> **DOCUMENT**:
━━━━━━━━━━━━━━━━
Representation of the distribution of observations within each cluster. For example, the music of the Chicken is matched with Cluster 1 18% of the time, with Cluster 2 15%, with Cluster 3 58%, and with Cluster 4 10%.

This analysis further confirms the distinctiveness of “The Swan,” which was assigned to the correct cluster in 64% of the matchings. The music of the Elephant was also relatively well-matched with the correct cluster (42%) compared to other clusters, similar to the Chicken being matched with Cluster 3 (58%). The Lion was correctly matched more often (39%) with the Big Animals cluster than with any other. However, some associations proved more ambiguous. For instance, the Cuckoo was predominantly linked with Cluster 4 (37%, “Slow Animals”), while the Turtle was more frequently assigned to the “Swan” Cluster (41%) than to the “Slow Animals” Cluster (31%). This observation might be expected, considering the shared calm and unhurried traits between turtles and swans. This analysis underscores the ambiguous nature of the music associated with the Donkey, which was nearly equally linked with the Big Animals cluster (47%) and the Feathered cluster (37%).

Discussion

This study aimed to investigate whether and how timbre affects crossmodal associations across cultures and languages using complex audiovisual stimuli. The findings demonstrated that participants’ matchings of musical excerpts from Saint-Saëns’ Carnival of the Animals with coloured drawings were consistent across cultures, languages, and levels of musical expertise. However, these associations were significantly affected by the timbre of the musical stimuli, namely, orchestral versus piano.
━━━━━━━━━━━━━━━━
> **ENTRIES**:
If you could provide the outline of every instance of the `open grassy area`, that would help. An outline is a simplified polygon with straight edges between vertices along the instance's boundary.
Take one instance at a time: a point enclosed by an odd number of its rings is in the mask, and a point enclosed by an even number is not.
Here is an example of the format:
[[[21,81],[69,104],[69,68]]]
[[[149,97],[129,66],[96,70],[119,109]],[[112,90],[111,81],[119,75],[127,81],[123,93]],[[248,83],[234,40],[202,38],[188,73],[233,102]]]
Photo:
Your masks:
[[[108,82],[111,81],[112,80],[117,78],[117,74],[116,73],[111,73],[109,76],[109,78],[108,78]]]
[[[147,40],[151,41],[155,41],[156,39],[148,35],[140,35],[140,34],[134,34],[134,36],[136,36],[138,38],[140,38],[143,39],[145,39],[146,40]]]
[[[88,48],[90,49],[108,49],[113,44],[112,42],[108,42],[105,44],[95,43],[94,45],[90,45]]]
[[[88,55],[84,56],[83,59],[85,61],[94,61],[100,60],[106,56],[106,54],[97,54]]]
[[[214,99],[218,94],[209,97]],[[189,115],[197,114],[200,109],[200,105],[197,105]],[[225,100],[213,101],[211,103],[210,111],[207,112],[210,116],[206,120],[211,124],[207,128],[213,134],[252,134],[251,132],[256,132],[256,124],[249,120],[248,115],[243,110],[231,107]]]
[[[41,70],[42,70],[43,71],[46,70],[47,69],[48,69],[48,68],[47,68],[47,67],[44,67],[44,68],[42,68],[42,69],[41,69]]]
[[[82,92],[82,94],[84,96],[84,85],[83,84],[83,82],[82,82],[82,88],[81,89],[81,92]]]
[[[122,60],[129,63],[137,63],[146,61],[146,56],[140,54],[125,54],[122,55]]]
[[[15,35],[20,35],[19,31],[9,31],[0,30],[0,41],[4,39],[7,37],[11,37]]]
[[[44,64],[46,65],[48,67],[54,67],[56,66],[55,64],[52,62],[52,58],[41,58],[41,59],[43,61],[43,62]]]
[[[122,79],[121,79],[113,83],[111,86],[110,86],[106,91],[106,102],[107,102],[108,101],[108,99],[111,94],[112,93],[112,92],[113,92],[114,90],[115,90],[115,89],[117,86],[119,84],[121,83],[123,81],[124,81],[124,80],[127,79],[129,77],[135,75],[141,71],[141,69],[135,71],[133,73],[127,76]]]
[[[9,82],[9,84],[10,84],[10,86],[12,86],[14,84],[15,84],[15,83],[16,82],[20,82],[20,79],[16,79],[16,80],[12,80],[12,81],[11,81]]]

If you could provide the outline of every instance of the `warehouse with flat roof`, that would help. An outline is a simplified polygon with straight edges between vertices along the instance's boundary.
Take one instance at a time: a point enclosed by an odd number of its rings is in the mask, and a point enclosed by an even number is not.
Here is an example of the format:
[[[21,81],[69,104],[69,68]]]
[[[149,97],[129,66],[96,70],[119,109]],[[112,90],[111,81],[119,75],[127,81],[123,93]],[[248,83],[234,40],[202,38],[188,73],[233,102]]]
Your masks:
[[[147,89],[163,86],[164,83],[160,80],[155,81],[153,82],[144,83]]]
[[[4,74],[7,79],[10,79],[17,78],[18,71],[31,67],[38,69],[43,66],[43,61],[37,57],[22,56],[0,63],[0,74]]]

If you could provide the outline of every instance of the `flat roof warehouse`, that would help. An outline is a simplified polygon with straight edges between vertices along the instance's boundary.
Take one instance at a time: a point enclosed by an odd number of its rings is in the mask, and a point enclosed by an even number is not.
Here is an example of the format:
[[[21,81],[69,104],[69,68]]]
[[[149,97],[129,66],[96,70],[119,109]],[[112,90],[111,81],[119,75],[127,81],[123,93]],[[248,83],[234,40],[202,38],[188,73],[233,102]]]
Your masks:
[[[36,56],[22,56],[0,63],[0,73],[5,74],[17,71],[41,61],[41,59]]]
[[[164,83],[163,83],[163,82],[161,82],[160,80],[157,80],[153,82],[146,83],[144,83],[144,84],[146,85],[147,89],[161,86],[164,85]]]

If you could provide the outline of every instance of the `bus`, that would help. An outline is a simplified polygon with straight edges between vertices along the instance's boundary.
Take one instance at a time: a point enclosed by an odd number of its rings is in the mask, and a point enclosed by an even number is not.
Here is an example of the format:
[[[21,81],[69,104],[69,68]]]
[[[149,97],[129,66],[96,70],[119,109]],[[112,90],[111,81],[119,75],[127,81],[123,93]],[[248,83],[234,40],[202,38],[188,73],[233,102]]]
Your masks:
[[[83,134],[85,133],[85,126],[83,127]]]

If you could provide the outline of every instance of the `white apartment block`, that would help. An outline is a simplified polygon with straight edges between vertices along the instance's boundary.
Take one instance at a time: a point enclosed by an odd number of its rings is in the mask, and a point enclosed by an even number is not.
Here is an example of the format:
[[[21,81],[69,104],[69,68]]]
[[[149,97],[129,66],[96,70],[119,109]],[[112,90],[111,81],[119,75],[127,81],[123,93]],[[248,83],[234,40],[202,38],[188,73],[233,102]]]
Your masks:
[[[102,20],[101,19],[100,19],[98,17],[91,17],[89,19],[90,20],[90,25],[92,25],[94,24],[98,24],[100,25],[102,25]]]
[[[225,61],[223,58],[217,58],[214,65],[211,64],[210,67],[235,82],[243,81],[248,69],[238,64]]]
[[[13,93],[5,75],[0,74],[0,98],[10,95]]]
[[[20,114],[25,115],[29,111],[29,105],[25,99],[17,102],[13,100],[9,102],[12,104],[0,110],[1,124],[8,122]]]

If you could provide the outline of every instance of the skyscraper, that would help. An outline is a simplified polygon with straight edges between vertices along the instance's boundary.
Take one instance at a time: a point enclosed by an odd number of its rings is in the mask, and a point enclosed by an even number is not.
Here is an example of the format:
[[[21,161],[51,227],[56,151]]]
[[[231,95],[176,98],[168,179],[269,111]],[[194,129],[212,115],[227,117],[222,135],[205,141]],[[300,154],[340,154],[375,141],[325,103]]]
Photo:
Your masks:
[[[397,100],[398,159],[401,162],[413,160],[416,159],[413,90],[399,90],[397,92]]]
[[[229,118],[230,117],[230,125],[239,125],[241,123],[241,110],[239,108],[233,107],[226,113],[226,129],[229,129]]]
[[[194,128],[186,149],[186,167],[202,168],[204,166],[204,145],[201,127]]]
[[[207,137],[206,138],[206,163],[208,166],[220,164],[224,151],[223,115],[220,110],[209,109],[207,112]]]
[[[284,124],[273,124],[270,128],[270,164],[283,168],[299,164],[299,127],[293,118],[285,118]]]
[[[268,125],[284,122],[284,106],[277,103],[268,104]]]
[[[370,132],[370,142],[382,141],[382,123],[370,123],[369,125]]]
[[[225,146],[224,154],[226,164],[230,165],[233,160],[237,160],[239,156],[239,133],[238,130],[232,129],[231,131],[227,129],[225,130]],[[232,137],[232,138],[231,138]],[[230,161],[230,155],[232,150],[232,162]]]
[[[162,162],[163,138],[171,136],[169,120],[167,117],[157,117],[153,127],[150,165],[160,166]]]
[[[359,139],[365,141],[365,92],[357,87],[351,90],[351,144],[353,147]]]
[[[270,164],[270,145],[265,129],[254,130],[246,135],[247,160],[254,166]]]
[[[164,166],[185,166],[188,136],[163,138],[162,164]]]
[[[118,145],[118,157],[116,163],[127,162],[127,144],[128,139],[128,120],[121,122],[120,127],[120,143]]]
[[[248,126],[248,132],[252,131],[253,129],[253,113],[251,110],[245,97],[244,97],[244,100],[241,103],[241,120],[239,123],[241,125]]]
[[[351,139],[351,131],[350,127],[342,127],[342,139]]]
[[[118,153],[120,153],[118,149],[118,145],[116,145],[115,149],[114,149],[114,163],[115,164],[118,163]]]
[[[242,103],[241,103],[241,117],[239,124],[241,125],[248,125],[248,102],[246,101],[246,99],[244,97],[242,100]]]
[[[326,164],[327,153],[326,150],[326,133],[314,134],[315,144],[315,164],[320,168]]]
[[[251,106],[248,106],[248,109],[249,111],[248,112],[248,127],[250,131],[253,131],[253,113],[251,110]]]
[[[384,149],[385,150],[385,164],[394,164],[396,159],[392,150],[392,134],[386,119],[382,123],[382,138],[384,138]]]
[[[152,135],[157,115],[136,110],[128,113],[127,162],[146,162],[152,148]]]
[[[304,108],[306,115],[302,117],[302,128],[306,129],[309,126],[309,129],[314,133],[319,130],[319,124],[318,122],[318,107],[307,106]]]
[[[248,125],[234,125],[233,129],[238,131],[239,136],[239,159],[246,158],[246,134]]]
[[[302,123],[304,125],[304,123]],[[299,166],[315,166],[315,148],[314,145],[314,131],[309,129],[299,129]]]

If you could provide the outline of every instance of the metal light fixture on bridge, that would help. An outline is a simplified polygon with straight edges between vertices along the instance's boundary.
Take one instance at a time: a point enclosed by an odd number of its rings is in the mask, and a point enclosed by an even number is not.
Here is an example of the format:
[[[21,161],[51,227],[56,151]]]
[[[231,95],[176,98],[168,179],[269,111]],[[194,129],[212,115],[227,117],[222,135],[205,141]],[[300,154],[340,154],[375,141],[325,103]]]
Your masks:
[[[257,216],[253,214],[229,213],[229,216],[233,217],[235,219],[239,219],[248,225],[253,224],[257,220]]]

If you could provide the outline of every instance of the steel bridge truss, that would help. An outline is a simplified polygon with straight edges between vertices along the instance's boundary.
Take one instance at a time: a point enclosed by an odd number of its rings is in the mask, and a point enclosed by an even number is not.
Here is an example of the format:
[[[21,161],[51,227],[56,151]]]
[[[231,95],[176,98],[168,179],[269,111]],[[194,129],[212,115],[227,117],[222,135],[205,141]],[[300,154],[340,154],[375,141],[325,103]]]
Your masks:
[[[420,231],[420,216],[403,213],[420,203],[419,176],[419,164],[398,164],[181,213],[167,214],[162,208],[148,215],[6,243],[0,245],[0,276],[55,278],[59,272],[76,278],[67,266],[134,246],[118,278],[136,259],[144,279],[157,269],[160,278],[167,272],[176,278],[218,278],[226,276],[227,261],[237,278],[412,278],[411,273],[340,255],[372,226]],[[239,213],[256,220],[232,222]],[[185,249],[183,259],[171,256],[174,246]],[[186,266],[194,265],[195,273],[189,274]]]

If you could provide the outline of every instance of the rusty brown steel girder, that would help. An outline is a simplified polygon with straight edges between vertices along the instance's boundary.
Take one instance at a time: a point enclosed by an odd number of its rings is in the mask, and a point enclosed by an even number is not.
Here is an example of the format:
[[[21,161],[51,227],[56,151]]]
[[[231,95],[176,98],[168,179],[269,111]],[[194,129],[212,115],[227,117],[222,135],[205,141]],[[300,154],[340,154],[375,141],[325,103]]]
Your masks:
━━━━━━━━━━━━━━━━
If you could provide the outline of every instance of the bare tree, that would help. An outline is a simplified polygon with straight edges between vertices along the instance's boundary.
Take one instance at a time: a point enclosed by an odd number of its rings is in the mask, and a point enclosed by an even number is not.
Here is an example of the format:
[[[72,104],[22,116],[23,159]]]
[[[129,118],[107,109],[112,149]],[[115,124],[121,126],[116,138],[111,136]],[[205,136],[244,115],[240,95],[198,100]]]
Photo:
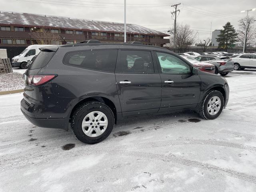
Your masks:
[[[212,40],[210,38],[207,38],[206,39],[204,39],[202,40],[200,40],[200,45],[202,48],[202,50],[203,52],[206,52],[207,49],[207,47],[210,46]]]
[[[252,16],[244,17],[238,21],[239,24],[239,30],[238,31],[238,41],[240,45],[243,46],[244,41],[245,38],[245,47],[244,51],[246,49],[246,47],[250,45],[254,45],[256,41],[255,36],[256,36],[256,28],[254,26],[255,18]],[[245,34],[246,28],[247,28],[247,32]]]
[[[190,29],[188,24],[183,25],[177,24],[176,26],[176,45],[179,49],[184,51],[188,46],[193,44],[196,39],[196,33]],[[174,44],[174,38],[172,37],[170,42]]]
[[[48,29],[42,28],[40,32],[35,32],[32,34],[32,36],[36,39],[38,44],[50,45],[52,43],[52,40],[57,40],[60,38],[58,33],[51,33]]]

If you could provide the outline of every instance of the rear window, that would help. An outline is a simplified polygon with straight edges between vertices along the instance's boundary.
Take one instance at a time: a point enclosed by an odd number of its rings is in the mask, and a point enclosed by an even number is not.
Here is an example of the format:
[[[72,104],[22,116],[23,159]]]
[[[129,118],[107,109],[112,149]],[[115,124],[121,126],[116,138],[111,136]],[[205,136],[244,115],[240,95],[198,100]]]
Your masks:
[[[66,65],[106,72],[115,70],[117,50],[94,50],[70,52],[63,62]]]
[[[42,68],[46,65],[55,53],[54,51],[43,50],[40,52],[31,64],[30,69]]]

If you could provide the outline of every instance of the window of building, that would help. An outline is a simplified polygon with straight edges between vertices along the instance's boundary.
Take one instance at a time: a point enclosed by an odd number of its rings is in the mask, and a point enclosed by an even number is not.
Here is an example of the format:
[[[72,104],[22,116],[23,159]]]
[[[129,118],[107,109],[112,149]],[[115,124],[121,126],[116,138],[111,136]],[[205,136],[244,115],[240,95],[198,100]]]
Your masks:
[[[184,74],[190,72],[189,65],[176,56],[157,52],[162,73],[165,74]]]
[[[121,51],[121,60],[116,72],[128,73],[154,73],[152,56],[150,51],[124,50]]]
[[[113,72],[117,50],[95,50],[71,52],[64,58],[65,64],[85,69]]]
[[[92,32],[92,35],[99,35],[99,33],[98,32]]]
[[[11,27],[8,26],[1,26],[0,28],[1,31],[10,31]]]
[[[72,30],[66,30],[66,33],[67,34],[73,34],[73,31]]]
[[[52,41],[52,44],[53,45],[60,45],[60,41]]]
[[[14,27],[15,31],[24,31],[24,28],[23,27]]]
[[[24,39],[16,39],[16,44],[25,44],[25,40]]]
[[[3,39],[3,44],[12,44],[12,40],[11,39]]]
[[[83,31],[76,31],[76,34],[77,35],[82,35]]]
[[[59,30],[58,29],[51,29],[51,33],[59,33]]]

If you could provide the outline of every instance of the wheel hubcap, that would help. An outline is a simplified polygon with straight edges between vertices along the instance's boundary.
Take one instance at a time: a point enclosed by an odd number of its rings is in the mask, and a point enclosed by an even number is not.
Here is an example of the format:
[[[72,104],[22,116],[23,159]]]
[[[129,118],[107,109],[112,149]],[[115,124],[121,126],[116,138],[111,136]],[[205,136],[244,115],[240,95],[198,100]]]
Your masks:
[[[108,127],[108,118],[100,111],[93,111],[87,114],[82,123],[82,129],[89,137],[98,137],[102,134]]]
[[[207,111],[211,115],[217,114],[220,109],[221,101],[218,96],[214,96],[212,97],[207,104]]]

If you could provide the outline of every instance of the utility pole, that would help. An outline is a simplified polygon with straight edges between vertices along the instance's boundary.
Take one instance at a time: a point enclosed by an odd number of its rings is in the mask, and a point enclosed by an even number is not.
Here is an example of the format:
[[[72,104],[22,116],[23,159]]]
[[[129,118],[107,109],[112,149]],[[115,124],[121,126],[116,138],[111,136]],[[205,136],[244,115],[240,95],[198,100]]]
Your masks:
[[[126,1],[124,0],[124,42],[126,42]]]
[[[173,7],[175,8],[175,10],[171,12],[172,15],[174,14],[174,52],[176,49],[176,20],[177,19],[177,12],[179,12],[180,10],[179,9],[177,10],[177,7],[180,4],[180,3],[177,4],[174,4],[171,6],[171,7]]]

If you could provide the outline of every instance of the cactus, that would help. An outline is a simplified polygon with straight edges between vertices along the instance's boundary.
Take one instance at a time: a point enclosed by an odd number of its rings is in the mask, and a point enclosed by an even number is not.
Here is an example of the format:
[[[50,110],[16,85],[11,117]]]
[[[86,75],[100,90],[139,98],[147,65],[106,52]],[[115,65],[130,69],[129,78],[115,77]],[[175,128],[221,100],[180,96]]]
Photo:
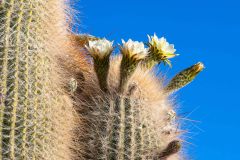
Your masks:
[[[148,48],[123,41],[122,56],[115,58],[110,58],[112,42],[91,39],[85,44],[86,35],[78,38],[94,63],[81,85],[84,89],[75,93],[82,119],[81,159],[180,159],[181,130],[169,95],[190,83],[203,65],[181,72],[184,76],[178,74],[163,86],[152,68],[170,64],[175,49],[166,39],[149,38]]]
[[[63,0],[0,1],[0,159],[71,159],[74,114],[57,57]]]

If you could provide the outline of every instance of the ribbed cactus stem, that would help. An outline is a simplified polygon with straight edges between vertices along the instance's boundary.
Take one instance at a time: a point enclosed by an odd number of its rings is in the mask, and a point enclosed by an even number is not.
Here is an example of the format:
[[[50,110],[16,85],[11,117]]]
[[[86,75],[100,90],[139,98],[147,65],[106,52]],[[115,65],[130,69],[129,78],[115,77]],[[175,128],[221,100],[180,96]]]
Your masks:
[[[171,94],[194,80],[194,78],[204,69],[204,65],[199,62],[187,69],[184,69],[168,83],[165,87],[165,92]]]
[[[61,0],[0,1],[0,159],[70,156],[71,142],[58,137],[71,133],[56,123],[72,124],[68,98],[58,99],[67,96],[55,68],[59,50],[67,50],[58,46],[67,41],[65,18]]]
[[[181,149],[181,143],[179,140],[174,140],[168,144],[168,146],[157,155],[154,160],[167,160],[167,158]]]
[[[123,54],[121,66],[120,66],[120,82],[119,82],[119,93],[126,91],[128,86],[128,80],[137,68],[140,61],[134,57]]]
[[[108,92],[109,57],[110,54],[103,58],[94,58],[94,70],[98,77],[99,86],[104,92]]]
━━━━━━━━━━━━━━━━
> **STATED GOAL 1**: Set down the passage on crossmodal music matching word for word, from "Representation of the" to "Cluster 4 10%.".
> **STATED GOAL 2**: Resume the passage on crossmodal music matching after its final sentence.
The rows play no part in what follows.

> **TASK ANSWER 1**:
Representation of the distribution of observations within each cluster. For example, the music of the Chicken is matched with Cluster 1 18% of the time, with Cluster 2 15%, with Cluster 3 58%, and with Cluster 4 10%.

> **TASK ANSWER 2**:
The musical excerpt of the Swan exhibited extraordinarily consistent association profiles, with participants most likely associating it with the drawing of the Swan across all conditions and samples. Similarly, the musical excerpt of the Elephant showed consistent associative profiles, with participants matching it preferentially with the drawing of the Elephant across all conditions and samples. Other characters, such as the Lion and the Donkey, exhibited less consistent, timbre-dependent matchings.

The k-means cluster analysis offers insights into the factors influencing associations. Cluster 1 appears to group animals primarily by size (large) and majesty, specifically the Lion and Elephant (while the Chicken and Turtle receive notably lower scores in this cluster). This aligns with association results showing that the Lion's musical excerpt is significantly more frequently linked to the drawing of the Elephant than to any other drawings, particularly in orchestral timbre.

Cluster 2 consists solely of the Swan, forming a single-item cluster. This can be attributed to the (represented or imagined) Swan's unique elegance, smooth movement, and calm demeanour, as supported by associations where the Swan's musical excerpt consistently correlates with drawings of the Swan in both orchestral and piano timbres.

Cluster 3 includes the Chicken and Cuckoo, characterised by their small size, jerky movements, and feathers. This similarity is reflected in associations where the Chicken's musical excerpt is most frequently associated with the drawing of the Cuckoo across both orchestral and piano timbres.

Finally, Cluster 4 groups the Turtle and Elephant, categorised as slow, calm animals, though less elegant and graceful compared to the Swan. Association results confirm similarities between these animals, showing that the Turtle music is significantly more associated with the Elephant's drawing, particularly in orchestral timbre.

Overall, the cluster analysis revealed that various higher-order semantic categories likely influenced participants’ associations (see also Cohen, 1993, for associations involving audiovisual complex dynamic stimuli, i.e., films). These categories include physical properties such as size (large/small) and features like feathers, dynamic properties such as velocity and fluidity, as well as more abstract features such as elegance and calmness.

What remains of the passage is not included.